■ **PASSAGE TO READ**
-------------------------
Outgoing from that systemic idea that everything that exists has once become one has to realize that today’s state of the world is the tentative result of evolution (socio cultural and economic-political development integrated). It has always been a process of development which has become and ongoing, becoming development which effects the technical achievement of human beings but is not measurable by human standards. The development of each organization independent of its size and economic power is widely determined by the structure of this evolutionary process. At the same time this development is one of the uncountable machines which keeps the evolution going (Malik 2000, 240).

Innovative Leaders or Modern Heroes?

Today’s managers increasingly accept the fact that to lead a company means to deal with complex systems. The continuous necessity to adapt to changed conditions and the permanent pressure to develop into unknown areas are problems which are beyond the operative leadership of a company and put special demands on the management.

A modern, innovative manager who is aware of his or her company as a complex system which does not function by “cause and effect thinking“ always solves problems in a broader sense.
-------------------------
■ **EXCERPTED RECORDS**
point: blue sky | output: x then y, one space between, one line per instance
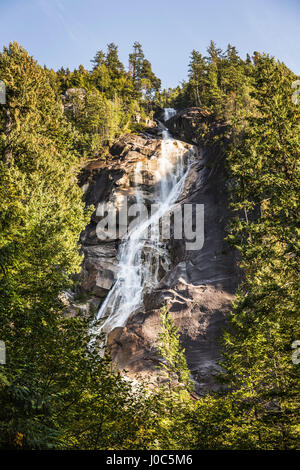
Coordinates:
68 32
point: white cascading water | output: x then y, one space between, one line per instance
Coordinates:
139 257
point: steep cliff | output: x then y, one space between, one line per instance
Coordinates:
198 285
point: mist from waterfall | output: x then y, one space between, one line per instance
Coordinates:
140 257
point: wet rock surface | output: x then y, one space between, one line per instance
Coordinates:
200 284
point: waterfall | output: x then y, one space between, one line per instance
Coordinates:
139 256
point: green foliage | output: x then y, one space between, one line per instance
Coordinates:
173 362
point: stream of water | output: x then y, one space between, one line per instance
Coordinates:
140 257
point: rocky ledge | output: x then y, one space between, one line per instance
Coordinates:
200 284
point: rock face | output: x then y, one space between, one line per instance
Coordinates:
200 284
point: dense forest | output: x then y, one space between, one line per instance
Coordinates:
56 391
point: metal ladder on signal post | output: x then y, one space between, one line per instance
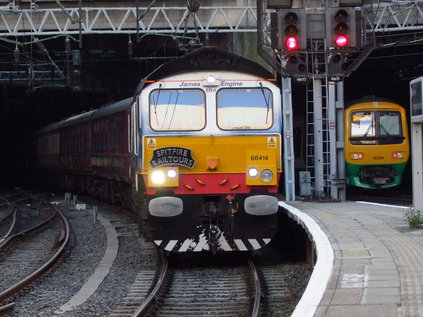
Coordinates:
324 127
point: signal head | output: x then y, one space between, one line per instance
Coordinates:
291 43
341 41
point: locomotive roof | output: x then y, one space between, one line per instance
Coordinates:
92 114
367 99
112 108
208 58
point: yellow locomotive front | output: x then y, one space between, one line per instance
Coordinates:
210 160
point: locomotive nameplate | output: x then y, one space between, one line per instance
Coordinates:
172 155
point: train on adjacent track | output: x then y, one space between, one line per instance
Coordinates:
377 146
196 150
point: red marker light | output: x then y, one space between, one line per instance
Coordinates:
291 43
341 41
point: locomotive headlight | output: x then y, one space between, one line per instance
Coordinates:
253 172
158 177
356 156
398 155
171 173
266 175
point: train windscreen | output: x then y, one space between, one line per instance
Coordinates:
376 127
244 109
177 110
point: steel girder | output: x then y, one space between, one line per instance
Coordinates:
170 20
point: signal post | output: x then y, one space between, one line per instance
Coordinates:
317 43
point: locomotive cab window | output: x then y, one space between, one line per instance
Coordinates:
177 110
376 127
244 109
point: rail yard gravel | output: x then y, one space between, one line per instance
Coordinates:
133 256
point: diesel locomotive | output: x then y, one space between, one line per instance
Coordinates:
377 146
196 151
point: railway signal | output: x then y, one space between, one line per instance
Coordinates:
293 40
341 28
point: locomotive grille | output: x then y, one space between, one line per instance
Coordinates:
377 175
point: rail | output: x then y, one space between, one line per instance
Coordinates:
15 288
149 301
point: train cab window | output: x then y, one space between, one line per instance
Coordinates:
389 123
244 109
177 110
376 127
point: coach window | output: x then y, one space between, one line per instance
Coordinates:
177 109
244 109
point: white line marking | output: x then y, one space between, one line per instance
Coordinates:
319 279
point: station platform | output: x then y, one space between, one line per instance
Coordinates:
369 262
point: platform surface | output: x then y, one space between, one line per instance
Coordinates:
377 263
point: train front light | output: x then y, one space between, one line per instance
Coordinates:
172 173
398 155
158 177
356 156
266 175
164 177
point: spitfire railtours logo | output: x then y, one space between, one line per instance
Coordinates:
172 155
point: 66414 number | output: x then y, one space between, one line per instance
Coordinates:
259 158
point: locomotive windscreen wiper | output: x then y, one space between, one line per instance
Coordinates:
265 100
368 130
155 104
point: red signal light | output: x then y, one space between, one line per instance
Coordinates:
341 41
291 43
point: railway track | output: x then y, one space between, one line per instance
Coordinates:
240 289
204 291
24 247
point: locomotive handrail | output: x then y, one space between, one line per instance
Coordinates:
257 293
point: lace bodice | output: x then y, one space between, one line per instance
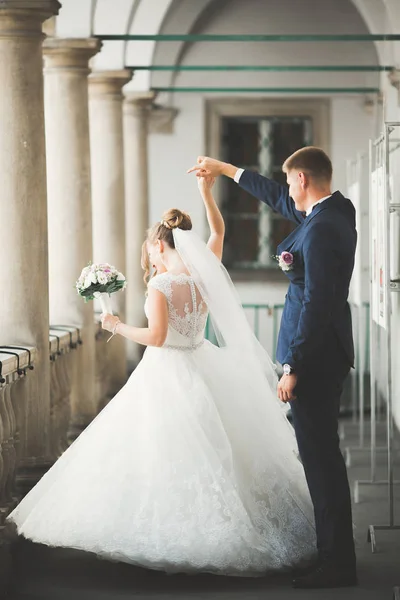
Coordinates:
187 311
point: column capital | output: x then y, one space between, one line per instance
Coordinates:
138 101
70 54
108 83
23 19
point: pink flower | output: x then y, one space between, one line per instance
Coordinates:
287 258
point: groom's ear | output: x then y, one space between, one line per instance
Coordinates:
304 179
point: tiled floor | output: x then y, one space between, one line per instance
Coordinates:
55 574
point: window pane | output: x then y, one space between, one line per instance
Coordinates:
253 230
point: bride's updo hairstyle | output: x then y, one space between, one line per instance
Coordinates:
163 230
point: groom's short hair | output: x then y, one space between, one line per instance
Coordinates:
313 161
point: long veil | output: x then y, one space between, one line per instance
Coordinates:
227 315
229 320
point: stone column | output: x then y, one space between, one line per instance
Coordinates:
108 195
136 121
69 199
24 305
394 78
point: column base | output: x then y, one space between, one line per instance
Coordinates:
29 472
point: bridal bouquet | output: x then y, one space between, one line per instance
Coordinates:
100 281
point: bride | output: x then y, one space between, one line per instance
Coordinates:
193 465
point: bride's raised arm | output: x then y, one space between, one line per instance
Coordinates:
214 217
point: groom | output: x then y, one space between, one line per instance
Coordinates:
315 344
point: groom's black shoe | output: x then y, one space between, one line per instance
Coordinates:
327 575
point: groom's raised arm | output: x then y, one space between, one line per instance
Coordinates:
268 191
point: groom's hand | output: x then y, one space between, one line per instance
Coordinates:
286 387
210 167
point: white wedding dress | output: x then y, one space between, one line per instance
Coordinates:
191 467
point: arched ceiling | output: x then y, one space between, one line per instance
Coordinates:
82 18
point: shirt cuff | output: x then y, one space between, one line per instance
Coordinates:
238 175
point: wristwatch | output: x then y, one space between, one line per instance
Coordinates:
287 369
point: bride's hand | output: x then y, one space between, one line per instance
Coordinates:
205 183
108 321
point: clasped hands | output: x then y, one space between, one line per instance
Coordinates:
286 387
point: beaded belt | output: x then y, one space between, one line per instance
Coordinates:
184 348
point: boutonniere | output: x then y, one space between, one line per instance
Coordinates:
285 261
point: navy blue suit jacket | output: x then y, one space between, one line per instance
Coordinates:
323 246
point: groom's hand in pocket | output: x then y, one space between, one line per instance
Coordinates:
286 386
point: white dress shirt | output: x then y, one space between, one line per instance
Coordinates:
238 175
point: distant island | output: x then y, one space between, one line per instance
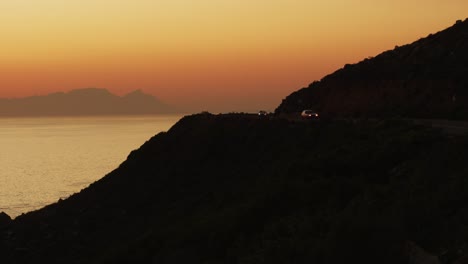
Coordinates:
369 186
80 102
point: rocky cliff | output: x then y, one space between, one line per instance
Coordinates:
244 189
427 78
89 101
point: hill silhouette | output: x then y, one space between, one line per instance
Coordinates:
427 78
244 189
89 101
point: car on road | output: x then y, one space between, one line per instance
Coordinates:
310 114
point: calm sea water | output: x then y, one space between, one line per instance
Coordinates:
45 159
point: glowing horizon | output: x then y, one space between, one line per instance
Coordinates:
202 54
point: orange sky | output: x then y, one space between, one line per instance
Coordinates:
229 55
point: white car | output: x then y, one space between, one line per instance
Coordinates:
309 114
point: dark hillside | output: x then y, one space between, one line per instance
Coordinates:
239 189
428 78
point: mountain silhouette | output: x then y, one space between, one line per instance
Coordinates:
427 78
89 101
239 188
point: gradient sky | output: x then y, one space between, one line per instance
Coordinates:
216 55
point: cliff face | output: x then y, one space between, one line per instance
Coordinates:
244 189
428 78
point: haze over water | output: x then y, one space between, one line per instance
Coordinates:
45 159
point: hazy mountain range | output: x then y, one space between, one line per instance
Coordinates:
88 101
245 189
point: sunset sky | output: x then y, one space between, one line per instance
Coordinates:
216 55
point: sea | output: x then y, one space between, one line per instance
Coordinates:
43 160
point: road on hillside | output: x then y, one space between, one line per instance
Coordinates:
451 127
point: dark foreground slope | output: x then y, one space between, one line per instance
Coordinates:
237 189
428 78
88 101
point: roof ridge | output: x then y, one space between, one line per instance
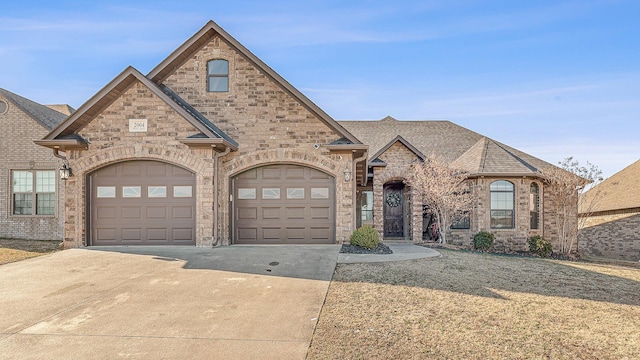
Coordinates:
48 117
209 30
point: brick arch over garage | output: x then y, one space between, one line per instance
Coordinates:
330 165
76 200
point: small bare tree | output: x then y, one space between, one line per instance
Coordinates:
567 183
443 190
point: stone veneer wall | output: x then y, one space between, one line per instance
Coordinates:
399 159
111 142
20 153
507 239
268 123
613 235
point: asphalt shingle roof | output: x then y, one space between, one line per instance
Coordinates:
444 139
47 117
620 191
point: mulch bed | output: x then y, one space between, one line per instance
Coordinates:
382 249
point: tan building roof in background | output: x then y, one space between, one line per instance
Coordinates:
444 139
62 108
620 191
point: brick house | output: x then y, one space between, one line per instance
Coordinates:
213 147
612 221
30 188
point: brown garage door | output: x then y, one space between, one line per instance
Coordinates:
142 203
284 204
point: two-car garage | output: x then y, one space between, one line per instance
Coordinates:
146 202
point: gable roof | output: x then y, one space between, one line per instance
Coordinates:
108 94
488 156
42 114
208 32
401 140
465 148
620 191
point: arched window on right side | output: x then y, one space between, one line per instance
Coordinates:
218 75
534 206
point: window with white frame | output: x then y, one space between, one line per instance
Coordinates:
218 75
502 205
534 206
33 192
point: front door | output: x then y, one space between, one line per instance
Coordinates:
393 210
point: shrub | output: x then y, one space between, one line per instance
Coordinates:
366 237
483 241
539 246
-------------------------
■ **ASSIGNED TASK 1**
In the passage on management and complex systems, what do today's managers increasingly accept about leading a company?
■ **ASSIGNED TASK 2**
Resume the passage on management and complex systems, starting right after its final sentence.
The material here was taken from a separate source.

■ **WRITTEN ANSWER 1**
They accept that leading a company means dealing with complex systems.

■ **WRITTEN ANSWER 2**
         He or she creates knowledge in ecological issues as well as in social matters.

         He or she realizes that strategic aims very often have priority over operative goals.

         The modern, innovative manager has different risk behavior than managers of the “old school”.

         He or she improves emotional intelligence as a basis for social competence.

         He or she takes into account having an uncomfortable state.

         To be a good leader means to serve a community permanently.

         A leader’s role is accepted within a community as long as he or she provides security. Instead of top-down directions, social competence is the key elements within a modern, innovative management.

         A good leadership has to motivate all members of a team and has to strengthen people’s personal resources. It is a question of autopoietic action, which means to regenerate oneself and to cope with a permanent changing environment.

So one further question is which qualities must a modern, innovative manager have to do well in a company? Questions about persons who should able to lead other persons deal with abilities, knowledge, personal characteristics, attributes, experiences, qualities and competences. An analysis of more than600 of the largest companies in Germany has shown that a manager has to be: entrepreneurially thinking, team-oriented, communicative, visionary, internationally oriented, ecologically oriented, socially oriented, have integrity, charismatic, multicultural, intuitive and last but not least customer-oriented. A bulletin of a globally operating bank wrote that the managers of tomorrow have to be interrogative-integral, integrating-intermediate as well as intercommunicative-instructive (Malik 2001, 16)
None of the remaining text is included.